- [COMPITI]:
1 - Nel testo su Maria Sole Agnelli, quale difetto di Gianni indicò lei quando Enzo Biagi insistette?
2 - Prosegui il testo su Maria Sole Agnelli partendo dopo la sua ultima frase.

- [TESTO MOSTRATO]:

• • • • • • •

Ieri è morta Maria Sole Agnelli, a cento anni, e il Corriere ha ripubblicato un colloquio con lei che rimpiangeva Gianni Agnelli, le telefonate con lui, il modo affettuoso in cui le era stato accanto quando morì suo marito, bei ricordi. Io però non ho mai dimenticato un’antica intervista a Maria Sole di Enzo Biagi, che le chiese di nominare un difetto di Gianni, e lei ci pensò su, poi disse che non gliene veniva in mente nessuno. Ma uno, almeno uno, chi non ha un difetto, incalzò Biagi. Lei ci ripensò, poi disse: “Manca un po’ di umanità”. Ecco, è quello che succede in giro, chi di noi non ne è contagiato? Ieri l’ufficio centrale delle forze armate ucraine aggiornava, come ogni giorno, le perdite di militari russi a un milione 202 mila e 070 uomini, fra morti e feriti, dall’invasione del 24 febbraio 2022. Ma le cifre sono montate a dismisura, diranno subito i miei piccoli lettori, la prima vittima della guerra è la verità, eccetera. Certo: facciamo allora che siano la metà, dunque soltanto 601 mila e 035 uomini fra morti e feriti.
L’operazione militare speciale è stata una vittoria, vero? Certo, se oltre ad addebitare alla colpa esclusiva di Zelensky e la sua cricca qualche centinaio di migliaia di perdite umane ucraine – cioè esattamente quello che altri dicono delle vittime di Gaza, morti e amputati, colpa esclusiva di Hamas – si consideri come un costo proporzionato al fine (la conquista del 18-19 per cento del territorio ucraino, Crimea compresa) la perdita di 601 mila eccetera vite, quasi quante l’Italia nel mattatoio della Prima guerra mondiale. E però, nel conto ilare dei sostenitori della Grande Russia, la stessa orribile catasta di morti e feriti è una conferma dell’ideale, così come il numero di morti sovietici nella Grande Guerra Patriottica, forse più di 25 milioni, che loro chiamano russi, passando sopra qualche milione di ucraini. Dunque la domanda se siano più fessi o più cattivi è per il momento sospesa: mancano un po’ di umanità.

• • • • • • •

- [DATI]:
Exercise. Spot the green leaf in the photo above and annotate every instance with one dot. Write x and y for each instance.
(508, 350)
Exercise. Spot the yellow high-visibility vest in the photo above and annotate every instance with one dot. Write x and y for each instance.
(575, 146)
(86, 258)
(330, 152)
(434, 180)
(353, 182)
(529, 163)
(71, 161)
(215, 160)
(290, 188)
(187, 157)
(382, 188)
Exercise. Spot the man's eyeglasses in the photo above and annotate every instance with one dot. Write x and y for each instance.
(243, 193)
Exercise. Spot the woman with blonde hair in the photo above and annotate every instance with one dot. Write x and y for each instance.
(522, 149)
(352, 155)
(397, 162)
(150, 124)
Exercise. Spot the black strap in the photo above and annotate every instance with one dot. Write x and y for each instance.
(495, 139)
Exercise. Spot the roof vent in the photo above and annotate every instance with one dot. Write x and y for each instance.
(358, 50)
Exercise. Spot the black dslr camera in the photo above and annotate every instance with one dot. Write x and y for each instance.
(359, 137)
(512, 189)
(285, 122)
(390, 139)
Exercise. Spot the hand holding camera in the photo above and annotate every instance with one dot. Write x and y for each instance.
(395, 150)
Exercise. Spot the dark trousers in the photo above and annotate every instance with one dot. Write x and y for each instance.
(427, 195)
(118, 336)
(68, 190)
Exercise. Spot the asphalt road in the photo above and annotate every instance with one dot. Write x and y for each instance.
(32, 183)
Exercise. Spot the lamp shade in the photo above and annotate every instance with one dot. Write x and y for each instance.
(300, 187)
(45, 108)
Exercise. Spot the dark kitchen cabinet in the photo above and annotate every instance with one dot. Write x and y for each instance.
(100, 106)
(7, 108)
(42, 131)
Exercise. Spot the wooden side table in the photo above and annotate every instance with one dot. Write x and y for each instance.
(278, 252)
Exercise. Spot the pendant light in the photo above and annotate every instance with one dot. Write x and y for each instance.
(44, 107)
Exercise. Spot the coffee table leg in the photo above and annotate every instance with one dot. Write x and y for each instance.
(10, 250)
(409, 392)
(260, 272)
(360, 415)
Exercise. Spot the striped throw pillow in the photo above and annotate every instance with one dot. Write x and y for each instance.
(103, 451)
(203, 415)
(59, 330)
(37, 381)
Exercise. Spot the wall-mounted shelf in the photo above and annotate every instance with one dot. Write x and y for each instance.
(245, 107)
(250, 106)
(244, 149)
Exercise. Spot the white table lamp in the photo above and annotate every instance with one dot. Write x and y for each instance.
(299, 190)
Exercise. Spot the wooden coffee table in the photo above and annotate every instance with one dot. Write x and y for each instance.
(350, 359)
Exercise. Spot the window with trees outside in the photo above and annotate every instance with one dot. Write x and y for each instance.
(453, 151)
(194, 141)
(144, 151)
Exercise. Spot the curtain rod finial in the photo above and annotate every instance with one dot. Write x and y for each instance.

• • • • • • •

- [RISPOSTE IN ORDINE]:
1 - Disse che gli mancava un po' di umanità.

2 -
Non è un gran momento per Zelensky. Sondaggi scadenti, certi della sconfitta in un inevitabile ballottaggio – se insistesse a volersi candidare. Forse aspetta solo il momento migliore per chiamarsene fuori, in cambio di un vantaggio per il suo paese, che se ne ricorderà. I segni di una preparazione effettiva alla tenuta delle elezioni ci sono. Intanto lui sembra lasciarsi andare: I have a dream, ha detto. Abbiamo un sogno. Chi di noi in cuor suo non si augura che muoia, ha detto, salvo precisare che è un desiderio minore, e quello vero è la pace per l’Ucraina. I portavoce russi – la Russia non ha una classe politica né una classe dirigente ma ha una dovizia di portavoce a tradimento – si sono affrettati a denunciare l’inadeguatezza del cattivo attore ucraino. Anch’io mi sono interrogato. L’andamento recente del mondo mi tenta a credere che chi trovò un nemico, salvo che esaurita l’altra guancia si gingilli a offrirne di ulteriori, trovò un tesoro. E che ha buone ragioni per tenerselo caro, per farne l’oggetto dei suoi sogni.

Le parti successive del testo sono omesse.